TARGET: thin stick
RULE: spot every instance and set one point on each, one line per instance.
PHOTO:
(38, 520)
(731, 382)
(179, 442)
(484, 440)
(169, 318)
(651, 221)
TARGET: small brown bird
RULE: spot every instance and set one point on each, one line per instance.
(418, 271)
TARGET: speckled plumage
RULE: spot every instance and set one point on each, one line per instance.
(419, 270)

● **PROBLEM DETAILS**
Every record, start to finish: reproduce it word for word.

● **SOLUTION TO THE PROBLEM**
TARGET: thin stick
RULE: spot every instance and set one point on each, one line per instance.
PHOTO:
(38, 520)
(731, 382)
(179, 442)
(484, 440)
(169, 318)
(651, 221)
TARGET: small brown bird
RULE: spot every instance and set one point on each, one line per instance.
(418, 271)
TARGET: speckled plumage
RULE: spot every instance and set one point on each, one line per instance.
(419, 270)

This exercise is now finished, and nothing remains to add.